Saved entries
"""

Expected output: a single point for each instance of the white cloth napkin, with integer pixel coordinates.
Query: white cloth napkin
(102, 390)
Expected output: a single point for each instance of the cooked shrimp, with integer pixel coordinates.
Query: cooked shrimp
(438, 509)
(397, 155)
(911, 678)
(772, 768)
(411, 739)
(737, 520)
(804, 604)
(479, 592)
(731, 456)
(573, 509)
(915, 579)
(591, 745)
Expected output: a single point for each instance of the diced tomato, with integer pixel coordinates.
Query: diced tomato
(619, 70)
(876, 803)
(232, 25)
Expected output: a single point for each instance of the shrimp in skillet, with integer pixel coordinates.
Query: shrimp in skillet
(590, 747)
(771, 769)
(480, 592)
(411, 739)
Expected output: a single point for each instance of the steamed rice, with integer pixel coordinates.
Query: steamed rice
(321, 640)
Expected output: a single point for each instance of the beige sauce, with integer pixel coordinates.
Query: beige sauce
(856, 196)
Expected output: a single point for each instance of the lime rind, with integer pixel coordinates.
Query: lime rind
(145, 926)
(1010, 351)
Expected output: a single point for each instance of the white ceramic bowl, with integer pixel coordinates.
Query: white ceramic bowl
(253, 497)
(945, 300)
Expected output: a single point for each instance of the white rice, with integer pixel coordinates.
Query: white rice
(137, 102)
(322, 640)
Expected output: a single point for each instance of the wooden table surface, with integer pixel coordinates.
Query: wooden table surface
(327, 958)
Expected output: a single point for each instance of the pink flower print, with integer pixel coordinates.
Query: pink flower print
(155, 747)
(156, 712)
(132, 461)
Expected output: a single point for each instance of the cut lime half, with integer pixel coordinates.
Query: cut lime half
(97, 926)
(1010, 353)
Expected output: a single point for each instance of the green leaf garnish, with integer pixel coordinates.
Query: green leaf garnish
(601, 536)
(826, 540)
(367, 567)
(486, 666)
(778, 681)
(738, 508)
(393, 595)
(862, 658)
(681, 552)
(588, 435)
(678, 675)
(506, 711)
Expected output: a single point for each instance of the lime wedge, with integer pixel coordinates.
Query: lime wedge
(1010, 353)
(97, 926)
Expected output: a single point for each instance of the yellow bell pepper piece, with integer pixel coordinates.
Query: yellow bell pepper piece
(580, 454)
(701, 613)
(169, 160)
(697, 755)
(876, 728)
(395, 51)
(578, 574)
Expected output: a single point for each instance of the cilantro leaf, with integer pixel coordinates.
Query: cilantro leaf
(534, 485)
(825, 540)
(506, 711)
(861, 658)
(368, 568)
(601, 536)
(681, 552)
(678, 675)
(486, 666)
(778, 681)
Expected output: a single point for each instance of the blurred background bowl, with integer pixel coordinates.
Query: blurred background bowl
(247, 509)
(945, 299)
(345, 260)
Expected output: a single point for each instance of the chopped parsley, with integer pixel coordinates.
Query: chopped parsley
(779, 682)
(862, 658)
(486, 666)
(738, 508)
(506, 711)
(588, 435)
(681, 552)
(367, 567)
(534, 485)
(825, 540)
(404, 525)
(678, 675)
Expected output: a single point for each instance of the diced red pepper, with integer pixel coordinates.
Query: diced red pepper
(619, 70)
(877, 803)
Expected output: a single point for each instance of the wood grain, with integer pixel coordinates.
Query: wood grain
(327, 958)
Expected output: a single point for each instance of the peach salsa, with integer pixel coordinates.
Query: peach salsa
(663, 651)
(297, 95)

"""
"""

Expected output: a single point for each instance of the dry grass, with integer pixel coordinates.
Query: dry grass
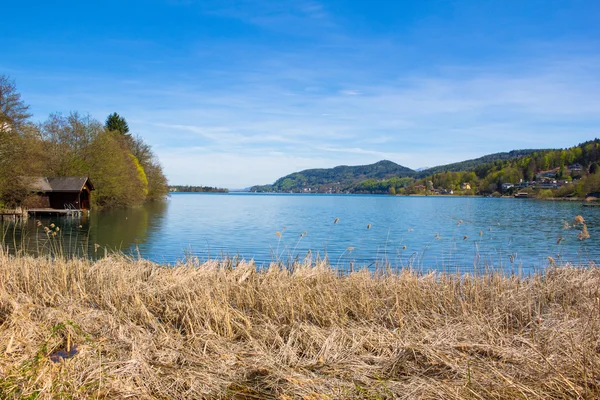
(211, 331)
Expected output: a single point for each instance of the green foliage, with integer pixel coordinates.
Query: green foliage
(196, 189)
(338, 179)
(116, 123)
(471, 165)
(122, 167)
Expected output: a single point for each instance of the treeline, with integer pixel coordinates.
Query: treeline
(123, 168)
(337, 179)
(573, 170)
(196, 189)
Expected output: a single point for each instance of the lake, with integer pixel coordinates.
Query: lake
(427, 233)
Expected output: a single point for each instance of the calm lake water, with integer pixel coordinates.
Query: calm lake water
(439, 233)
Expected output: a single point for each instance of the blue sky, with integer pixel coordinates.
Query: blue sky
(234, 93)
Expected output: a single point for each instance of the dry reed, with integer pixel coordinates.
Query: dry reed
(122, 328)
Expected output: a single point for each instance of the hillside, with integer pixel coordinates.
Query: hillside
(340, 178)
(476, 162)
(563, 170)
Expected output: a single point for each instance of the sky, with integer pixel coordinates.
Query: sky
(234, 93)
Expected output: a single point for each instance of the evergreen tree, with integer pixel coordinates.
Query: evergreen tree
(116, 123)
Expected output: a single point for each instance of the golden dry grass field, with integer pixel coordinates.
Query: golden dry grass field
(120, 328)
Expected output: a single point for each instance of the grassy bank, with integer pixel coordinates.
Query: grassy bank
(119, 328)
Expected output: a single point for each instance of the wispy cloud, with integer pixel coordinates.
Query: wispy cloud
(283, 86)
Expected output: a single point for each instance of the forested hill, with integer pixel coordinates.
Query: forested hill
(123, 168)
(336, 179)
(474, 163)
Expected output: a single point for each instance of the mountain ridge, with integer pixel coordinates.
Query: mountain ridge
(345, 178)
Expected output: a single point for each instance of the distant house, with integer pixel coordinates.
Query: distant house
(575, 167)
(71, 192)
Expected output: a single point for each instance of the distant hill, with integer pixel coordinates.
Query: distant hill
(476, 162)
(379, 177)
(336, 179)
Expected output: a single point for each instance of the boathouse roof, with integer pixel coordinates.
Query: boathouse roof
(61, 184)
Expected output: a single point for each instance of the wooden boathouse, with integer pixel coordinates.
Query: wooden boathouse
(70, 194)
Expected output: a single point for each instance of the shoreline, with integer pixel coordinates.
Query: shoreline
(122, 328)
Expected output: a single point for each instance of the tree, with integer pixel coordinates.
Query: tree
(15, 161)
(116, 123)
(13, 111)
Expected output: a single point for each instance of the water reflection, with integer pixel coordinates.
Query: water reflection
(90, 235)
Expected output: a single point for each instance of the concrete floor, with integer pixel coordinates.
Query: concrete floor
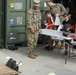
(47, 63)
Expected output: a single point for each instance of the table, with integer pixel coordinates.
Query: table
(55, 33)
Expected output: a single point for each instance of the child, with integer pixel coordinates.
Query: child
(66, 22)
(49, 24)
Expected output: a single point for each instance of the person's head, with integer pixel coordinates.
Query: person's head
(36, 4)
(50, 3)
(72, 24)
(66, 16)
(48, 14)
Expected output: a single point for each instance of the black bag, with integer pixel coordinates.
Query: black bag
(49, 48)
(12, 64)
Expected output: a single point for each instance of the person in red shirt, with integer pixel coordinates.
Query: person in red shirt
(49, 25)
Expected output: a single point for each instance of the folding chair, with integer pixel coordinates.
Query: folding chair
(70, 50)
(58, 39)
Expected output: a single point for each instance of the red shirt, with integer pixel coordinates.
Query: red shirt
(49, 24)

"""
"""

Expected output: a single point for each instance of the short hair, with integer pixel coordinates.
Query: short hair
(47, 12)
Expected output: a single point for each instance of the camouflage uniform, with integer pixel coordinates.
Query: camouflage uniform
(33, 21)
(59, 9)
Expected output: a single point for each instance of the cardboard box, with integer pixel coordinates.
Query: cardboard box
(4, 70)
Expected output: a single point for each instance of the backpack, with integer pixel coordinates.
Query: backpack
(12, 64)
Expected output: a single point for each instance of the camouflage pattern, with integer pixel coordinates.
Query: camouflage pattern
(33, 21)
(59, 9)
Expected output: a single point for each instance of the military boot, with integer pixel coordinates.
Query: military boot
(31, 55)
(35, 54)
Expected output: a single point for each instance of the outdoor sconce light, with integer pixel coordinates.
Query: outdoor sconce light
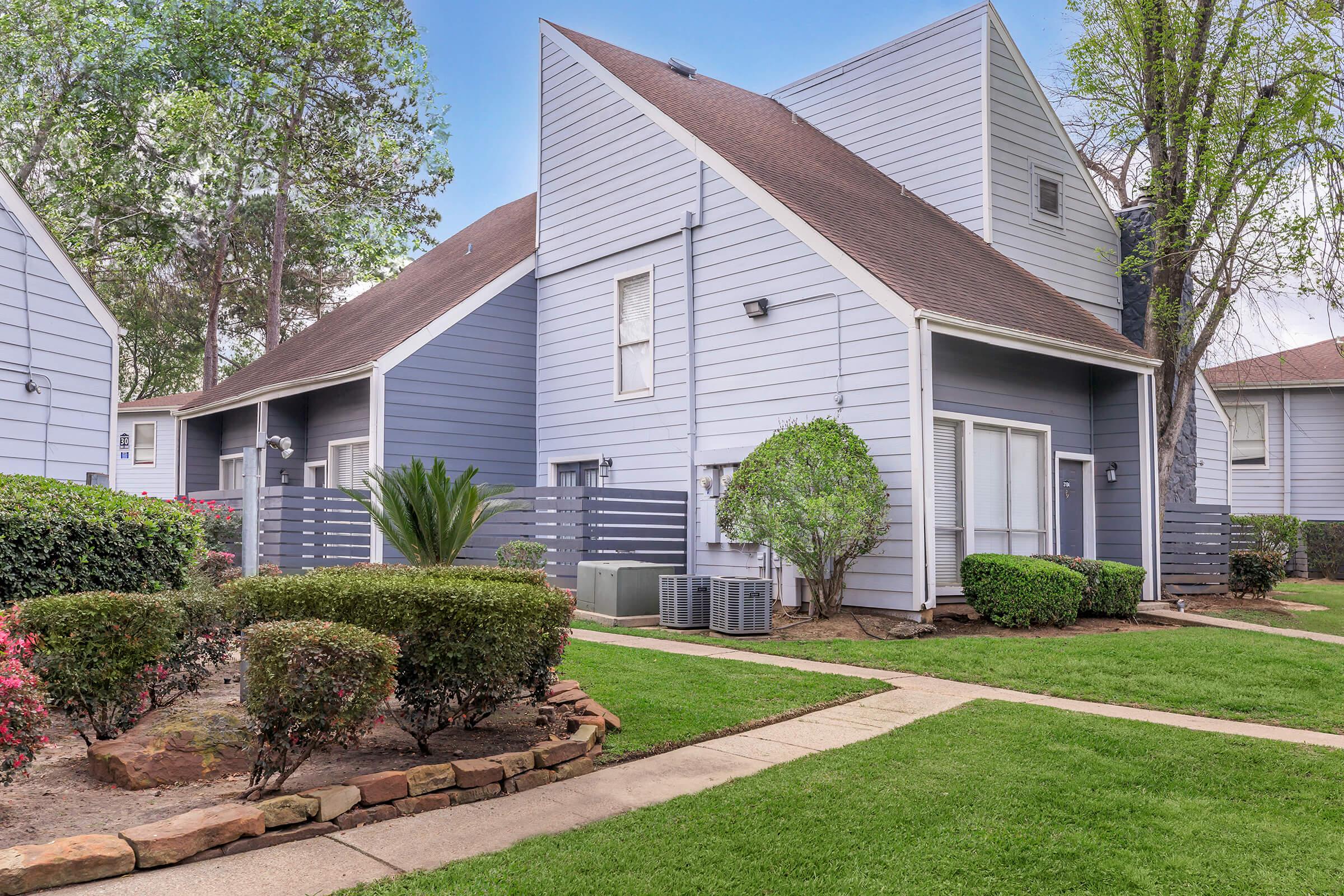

"""

What you have to do – Can you repeat the stretch of the listing from the line containing "box, with integer pixel coordinates." through the line containing "Query: outdoor sconce light", both ends included?

Solution to this exercise –
Expected output: a single point for each instance of the cardboard box, with integer pixel coordinates.
Query: cardboard box
(4, 70)
Expected output: a single point for each instance of the backpack, with integer pixel coordinates.
Query: backpack
(12, 64)
Expected output: a single point for each instance of the camouflage pattern, with integer pixel coordinates.
Query: camouflage pattern
(33, 21)
(59, 9)
Expected output: a single point for each instance of the military boot, with integer pixel coordinates.
Query: military boot
(31, 55)
(35, 54)
Expected output: a single point for each instance of the outdoor sconce light, with integer pixel coordinates.
Query: outdoor sconce light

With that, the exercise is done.